Exercise task: Your task is to return the span of lines beginning at the one with "Task: identify the wooden bench" and ending at the last line of the data, exactly as it stands.

The data:

※

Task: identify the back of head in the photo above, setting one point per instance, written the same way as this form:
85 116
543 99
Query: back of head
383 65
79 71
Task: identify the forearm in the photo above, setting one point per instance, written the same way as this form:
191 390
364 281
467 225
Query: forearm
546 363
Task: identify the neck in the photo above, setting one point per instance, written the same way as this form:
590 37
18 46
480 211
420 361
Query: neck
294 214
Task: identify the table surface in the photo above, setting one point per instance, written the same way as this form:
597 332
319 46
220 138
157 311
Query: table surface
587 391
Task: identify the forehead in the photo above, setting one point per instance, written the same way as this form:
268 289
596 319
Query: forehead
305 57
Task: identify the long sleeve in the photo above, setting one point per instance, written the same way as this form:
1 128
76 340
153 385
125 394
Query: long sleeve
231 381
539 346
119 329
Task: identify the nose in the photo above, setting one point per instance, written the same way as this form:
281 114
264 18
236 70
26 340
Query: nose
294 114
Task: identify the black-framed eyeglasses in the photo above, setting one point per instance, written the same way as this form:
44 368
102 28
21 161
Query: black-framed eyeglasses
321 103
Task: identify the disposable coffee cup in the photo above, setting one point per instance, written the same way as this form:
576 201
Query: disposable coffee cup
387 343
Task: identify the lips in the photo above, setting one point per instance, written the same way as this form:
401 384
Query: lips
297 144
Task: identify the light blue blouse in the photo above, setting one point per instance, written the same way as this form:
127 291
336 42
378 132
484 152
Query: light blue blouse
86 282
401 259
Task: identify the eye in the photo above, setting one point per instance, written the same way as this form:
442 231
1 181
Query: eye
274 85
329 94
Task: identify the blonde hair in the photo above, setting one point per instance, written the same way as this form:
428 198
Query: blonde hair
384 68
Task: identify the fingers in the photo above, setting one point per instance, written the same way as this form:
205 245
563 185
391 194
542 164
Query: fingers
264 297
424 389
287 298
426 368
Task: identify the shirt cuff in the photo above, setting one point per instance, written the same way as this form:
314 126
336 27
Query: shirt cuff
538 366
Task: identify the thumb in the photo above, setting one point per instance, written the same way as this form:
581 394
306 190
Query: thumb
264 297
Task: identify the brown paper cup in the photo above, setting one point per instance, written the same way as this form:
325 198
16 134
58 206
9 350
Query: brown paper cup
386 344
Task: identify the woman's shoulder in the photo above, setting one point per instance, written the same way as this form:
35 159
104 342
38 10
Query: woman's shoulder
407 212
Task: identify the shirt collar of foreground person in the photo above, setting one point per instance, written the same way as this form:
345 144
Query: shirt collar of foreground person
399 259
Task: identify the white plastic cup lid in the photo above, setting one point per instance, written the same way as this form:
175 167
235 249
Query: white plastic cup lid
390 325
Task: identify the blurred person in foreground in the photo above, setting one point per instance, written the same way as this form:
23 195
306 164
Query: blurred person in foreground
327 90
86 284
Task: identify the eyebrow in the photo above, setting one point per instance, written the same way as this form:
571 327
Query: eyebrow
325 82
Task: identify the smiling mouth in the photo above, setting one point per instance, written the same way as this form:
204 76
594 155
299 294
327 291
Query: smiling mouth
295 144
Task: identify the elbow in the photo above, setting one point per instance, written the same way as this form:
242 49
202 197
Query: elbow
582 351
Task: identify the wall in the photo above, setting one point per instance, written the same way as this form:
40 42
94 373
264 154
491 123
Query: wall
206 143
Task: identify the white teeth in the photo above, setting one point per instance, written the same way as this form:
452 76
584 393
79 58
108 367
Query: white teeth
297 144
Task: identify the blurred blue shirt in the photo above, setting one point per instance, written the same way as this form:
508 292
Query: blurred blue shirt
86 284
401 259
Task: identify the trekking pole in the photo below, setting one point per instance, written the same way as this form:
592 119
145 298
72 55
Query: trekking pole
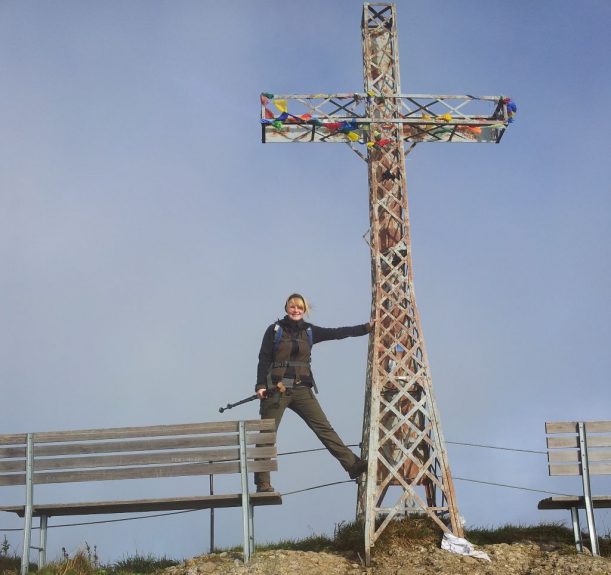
245 400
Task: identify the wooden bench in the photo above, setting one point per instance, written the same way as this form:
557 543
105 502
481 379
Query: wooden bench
579 448
234 447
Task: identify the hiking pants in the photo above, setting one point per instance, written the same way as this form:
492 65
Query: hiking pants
302 401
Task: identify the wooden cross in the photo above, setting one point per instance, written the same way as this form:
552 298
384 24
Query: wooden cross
402 436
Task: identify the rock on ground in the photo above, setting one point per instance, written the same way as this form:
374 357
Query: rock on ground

※

Answer to this task:
Task: identify the wooden bench in the photo above, setting one point per instance, written the same way as this form:
557 543
105 502
481 379
Query: wooden bench
579 448
234 447
Task: identify the hiking pants in the photo above, setting one point per instance, written the same way as this form:
492 65
Query: hiking pants
302 401
Task: identify the wooden cross in the photo above, setting one point per instance, written the same way as this form:
552 298
384 24
Query: wooden cross
402 436
Task: identify the rock on ground in the photo above, setting one point per instance, written the same way as this form:
374 357
Query: rock on ground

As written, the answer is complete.